• **Document extract**:
Dakota State seeks funds to expand IT programs
By ELISA SAND, Staff Reporter
South Dakota legislators advanced a funding request for Dakota State University to expand its cyber security programs out of committee and to the full Senate for consideration.|
DSU President David Borofsky appeared before the Senate Appropriations committee with Senate Majority Leader Russell Olson last week to ask for $900,000 to cover the cost of adding four new faculty members over a three-year period.
"At the end of four years, we'll have what we need to set the program on a path to move forward, and the program would be self-sufficient with the program enrollment," Borofsky said.
Committee members heard testimony on Thursday but deferred action until Tuesday's committee meeting, at which time the board approved the request, replacing the $900,000 request with $1. The bill was to go before the full Senate on Wednesday (today).
In an e-mail Tuesday afternoon, Olson said, replacing the dollar amount with $1 is part of the appropriations process when any spending bill is under consideration. That way, a bill can be argued on its merit.

• **Records shown**:
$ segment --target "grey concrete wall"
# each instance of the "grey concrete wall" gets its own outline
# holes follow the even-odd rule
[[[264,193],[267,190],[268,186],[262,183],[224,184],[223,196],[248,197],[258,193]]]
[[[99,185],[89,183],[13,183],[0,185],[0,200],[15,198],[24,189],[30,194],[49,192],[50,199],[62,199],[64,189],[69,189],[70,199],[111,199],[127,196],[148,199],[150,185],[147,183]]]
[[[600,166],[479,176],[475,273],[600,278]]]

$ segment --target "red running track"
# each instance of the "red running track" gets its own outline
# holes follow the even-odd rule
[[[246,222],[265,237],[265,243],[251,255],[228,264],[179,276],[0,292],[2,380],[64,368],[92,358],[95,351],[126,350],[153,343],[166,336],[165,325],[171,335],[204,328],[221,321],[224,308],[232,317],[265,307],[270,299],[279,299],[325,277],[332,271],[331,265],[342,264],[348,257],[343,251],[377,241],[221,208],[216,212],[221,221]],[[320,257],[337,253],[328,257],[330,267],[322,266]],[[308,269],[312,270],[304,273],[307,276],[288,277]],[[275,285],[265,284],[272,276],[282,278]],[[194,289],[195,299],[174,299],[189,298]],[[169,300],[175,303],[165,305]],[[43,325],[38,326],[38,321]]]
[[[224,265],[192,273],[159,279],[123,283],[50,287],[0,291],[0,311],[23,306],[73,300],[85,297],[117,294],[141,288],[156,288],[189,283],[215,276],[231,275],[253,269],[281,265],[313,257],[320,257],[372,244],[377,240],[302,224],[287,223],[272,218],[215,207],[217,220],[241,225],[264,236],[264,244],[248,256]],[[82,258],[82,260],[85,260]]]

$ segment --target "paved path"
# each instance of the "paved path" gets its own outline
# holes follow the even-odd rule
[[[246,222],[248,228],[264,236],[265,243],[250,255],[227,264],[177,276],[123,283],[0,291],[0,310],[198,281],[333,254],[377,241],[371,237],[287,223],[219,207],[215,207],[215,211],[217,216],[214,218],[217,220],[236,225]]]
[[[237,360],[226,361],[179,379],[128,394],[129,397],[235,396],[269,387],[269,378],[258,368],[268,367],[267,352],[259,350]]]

• **Tasks for this exercise**:
1. Name every person the Dakota State article mentions by name.
2. Reproduce word for word the part of the Dakota State article that begins at the words "Committee members heard" and stops after the words "on Wednesday (today).".
3. Summarize the Dakota State article in two sentences.
Draw solely on the Dakota State article.

• **Answers per task**:
1. Elisa Sand, David Borofsky, Russell Olson

2.
Committee members heard testimony on Thursday but deferred action until Tuesday's committee meeting, at which time the board approved the request, replacing the $900,000 request with $1. The bill was to go before the full Senate on Wednesday (today).

3. South Dakota legislators advanced a request for Dakota State University to expand its cyber security programs out of committee and to the full Senate. DSU President David Borofsky had asked the Senate Appropriations committee for $900,000 to add four new faculty members over three years, and the committee approved the request but replaced that amount with $1, which Senate Majority Leader Russell Olson said is part of the appropriations process.